#### Study material
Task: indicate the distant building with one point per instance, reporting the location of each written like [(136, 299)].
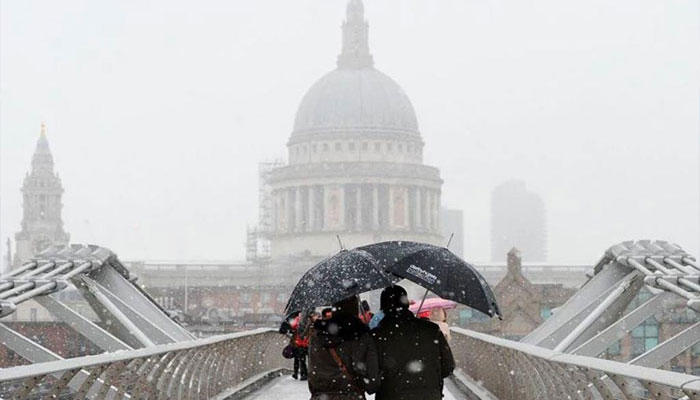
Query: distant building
[(452, 223), (42, 191), (518, 220), (355, 167), (525, 305)]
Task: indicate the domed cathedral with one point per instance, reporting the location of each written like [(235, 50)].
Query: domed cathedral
[(42, 191), (355, 161)]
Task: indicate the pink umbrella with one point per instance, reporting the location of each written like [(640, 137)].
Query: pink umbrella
[(434, 302)]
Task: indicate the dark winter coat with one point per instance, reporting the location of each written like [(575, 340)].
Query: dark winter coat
[(414, 358), (352, 342)]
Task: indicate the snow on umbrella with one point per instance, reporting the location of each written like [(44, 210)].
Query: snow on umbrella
[(430, 304), (438, 270), (348, 273)]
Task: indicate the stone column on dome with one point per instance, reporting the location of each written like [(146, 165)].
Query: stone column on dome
[(437, 211), (273, 212), (298, 220), (358, 207), (310, 216), (406, 210), (288, 210), (417, 209), (426, 210), (392, 223), (375, 207)]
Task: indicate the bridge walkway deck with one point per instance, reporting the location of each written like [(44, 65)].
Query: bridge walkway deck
[(290, 389)]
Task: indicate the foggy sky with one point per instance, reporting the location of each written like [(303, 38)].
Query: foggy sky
[(158, 112)]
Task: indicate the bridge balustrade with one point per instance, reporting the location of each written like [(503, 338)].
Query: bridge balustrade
[(191, 370), (518, 371)]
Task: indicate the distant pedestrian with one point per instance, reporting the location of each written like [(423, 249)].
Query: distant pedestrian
[(414, 356), (342, 356), (327, 313), (300, 341), (376, 319), (366, 312), (438, 316)]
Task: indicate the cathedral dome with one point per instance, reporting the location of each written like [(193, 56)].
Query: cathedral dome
[(355, 98)]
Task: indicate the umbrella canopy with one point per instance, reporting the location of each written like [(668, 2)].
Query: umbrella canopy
[(348, 273), (438, 270), (429, 304)]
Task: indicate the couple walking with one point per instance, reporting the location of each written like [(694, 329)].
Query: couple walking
[(404, 358)]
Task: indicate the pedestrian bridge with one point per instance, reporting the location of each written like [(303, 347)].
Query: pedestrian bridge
[(150, 356)]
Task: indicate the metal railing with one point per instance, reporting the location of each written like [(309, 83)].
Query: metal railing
[(518, 371), (196, 369)]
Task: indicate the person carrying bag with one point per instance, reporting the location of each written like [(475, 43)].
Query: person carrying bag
[(343, 362)]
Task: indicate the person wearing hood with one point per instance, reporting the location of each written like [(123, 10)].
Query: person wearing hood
[(343, 361), (414, 356)]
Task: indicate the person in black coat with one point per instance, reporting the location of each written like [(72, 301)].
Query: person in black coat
[(414, 356), (343, 361)]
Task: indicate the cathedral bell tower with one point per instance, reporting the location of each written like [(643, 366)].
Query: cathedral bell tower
[(42, 191)]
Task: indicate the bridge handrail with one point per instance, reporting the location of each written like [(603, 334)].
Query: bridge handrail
[(601, 375), (52, 367), (195, 369)]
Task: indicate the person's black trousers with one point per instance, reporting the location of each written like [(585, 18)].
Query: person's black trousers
[(300, 363)]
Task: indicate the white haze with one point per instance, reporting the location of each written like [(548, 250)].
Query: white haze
[(159, 111)]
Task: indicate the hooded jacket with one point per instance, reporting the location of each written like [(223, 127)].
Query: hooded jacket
[(352, 342), (414, 358)]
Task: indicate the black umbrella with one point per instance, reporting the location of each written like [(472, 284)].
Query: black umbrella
[(438, 270), (348, 273)]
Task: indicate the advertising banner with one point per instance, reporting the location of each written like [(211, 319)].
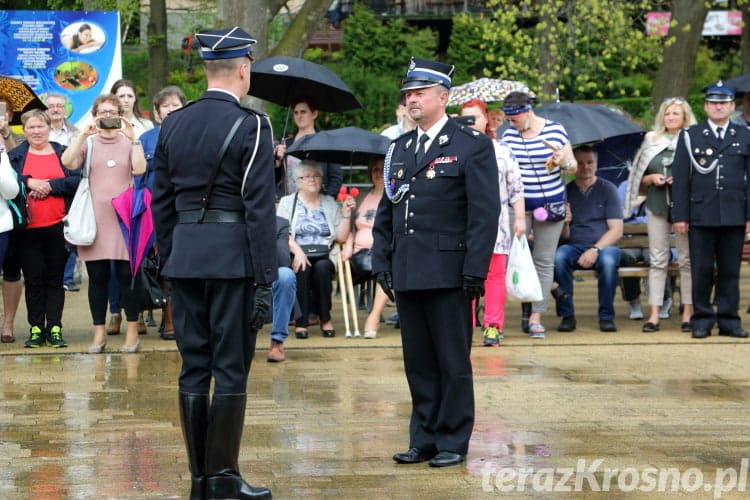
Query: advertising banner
[(76, 54)]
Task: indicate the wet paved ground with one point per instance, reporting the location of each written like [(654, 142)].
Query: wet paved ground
[(325, 423)]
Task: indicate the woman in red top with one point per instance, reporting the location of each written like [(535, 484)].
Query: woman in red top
[(41, 245)]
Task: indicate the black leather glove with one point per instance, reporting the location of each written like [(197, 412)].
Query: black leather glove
[(261, 305), (473, 287), (385, 280)]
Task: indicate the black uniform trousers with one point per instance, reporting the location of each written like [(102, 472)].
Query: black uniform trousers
[(212, 327), (719, 248), (436, 341)]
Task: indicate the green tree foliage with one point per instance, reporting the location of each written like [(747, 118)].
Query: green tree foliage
[(372, 63), (588, 49)]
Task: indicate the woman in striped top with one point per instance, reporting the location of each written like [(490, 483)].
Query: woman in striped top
[(543, 152)]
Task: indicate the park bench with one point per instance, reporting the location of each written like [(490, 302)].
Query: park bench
[(635, 236)]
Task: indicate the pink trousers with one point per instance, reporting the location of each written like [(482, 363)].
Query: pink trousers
[(494, 292)]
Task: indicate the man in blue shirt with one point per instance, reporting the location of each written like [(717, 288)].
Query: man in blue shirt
########
#### Work request:
Your reply should restate every entry exactly, with the pictures left out.

#### Task output:
Task: indicate the distant building with one point per instance, reporting the location of each written like [(136, 299)].
Query: distant building
[(452, 223), (42, 191), (518, 220), (355, 167), (525, 305)]
Task: indicate the domed cathedral with one point per instance, reporting the location of each written like [(235, 50)].
Query: domed cathedral
[(42, 191), (355, 161)]
Task: indicate the pink umbrella with one point per instance, reporting the location of each written like [(640, 137)].
Query: pink umbrella
[(434, 302)]
Task: indicate the dark winter coat with one point per instance, reporting the location of each written like [(575, 340)].
Query: dark winter coat
[(414, 358), (352, 342)]
Task: indicate the snow on umbrella with one point per instance, reporting the location of each written like [(44, 210)].
Query: snow on umbrella
[(430, 304), (438, 270), (348, 273)]
Task: indicate the stone column on dome with one point per instance, reporting the location of each written like [(146, 165)].
Query: stone column on dome
[(437, 211), (273, 212), (298, 220), (358, 207), (310, 216), (406, 210), (288, 210), (417, 209), (426, 210), (392, 223), (375, 207)]
Task: indicate the bridge walkway deck with one point per instance, reporting the location of each written like [(44, 65)].
Query: bridge walkway deck
[(290, 389)]
Task: indicate the foggy sky with one point per instance, reporting the location of each written like [(303, 38)].
Query: foggy sky
[(158, 112)]
Task: indicate the bridge balustrade with one point per instance, reporting the location of each written like [(503, 338)].
Query: bridge balustrade
[(191, 370), (518, 371)]
Task: indicate the distant pedestrian with one point per instance, reporting the location of each written like [(423, 249)].
Query: distant pedestrian
[(414, 356), (342, 356), (327, 313), (300, 341), (376, 319), (366, 312), (438, 316)]
Task: indicate the cathedral dome with one point per instance, reporting the location of each written like [(193, 56)].
Query: cathedral dome
[(355, 98)]
Task: indicate the umbrella canopy with one point per instance, reporting the location of each written like [(668, 2)].
Query: umbrella canopy
[(348, 273), (438, 270), (429, 304)]
Task: indicate the couple walking with one point per instance, reporting the location of each written like [(694, 329)].
Query: couple walking
[(404, 358)]
Task: indicate the pedestrian bridge with one point per instance, reporting the location of each written like [(303, 347)].
Query: pedestrian bridge
[(150, 356)]
Task: indicate the metal railing with one point per instance, reporting the location of each written like [(309, 83)].
Query: metal railing
[(518, 371), (196, 369)]
Task: indicate the person carrying bag with one point per instance, reporting the location of each written like [(475, 43)].
Query: person carrying bag
[(343, 362)]
Task: indicate the person wearing hood with one point per instance, reporting the location of each written like [(123, 10)].
Query: person wearing hood
[(343, 361), (414, 356)]
Task: indicate the person in black coat with one point per instance, reporting the location of each written like [(72, 301)].
Query: person in black coat
[(414, 356), (343, 361)]
Task: indicate the cathedral bell tower with one point per instance, reporting the location of each written like [(643, 366)].
Query: cathedral bell tower
[(42, 191)]
Task: indicate the bridge handrail with one point per instance, reporting the location of each written like [(603, 334)].
Query: bridge handrail
[(601, 375), (52, 367), (195, 369)]
Task: indicate the person's black trousers with one point per instance, reporting the location of each written like [(585, 18)].
Query: person's black trousers
[(300, 363)]
Task: indicate the white haze with one point per instance, reporting the location of each written like [(548, 250)].
Query: white haze
[(159, 111)]
Task: indicate the hooded jacket with one point per instance, reporting the location of each written like [(223, 127)].
Query: hooded jacket
[(352, 342), (414, 358)]
Task: indicate the black umbrella with one point per instance, reporting the location of each written like [(472, 284)].
Query: black umbrella
[(438, 270), (348, 273)]
Task: indicate the advertising banner with one point per instance, reporting the location of each written like [(211, 319)].
Query: advertising banner
[(76, 54)]
Task: indicate the wet paved ground with one point per instance, reporting the location of each written like [(654, 142)].
Query: wet paved ground
[(325, 423)]
Task: indicate the woman in red top with one point per instance, reporting the location of each written like [(535, 484)].
Query: woman in red top
[(41, 245)]
Task: indicate the black leather glove with one point per instance, reporting the location of each written like [(197, 412)].
Query: black leather glove
[(261, 305), (473, 287), (385, 280)]
Task: indicate the black uniform trousers with one point per instance, reporting the location of each written like [(102, 472)].
Query: black uniform trousers
[(212, 327), (719, 248), (436, 341)]
Task: indicate the green tree foliage with one point per instance, reporting the location of each written like [(747, 118)].
Query: green tree foliage
[(372, 63), (588, 49)]
Task: indicate the woman in striped top with one point per instance, reporting the location of each written like [(490, 483)].
Query: woman in striped top
[(543, 152)]
Task: indicate the park bench with one point per instance, reporting the location of each written like [(490, 302)].
Query: park bench
[(635, 236)]
Task: indicate the pink trousers with one point per instance, reporting the location of each written like [(482, 363)].
Query: pink trousers
[(494, 292)]
Task: indicate the man in blue shirt with one point per instance, reporting the location of each written like [(717, 288)].
Query: man in blue shirt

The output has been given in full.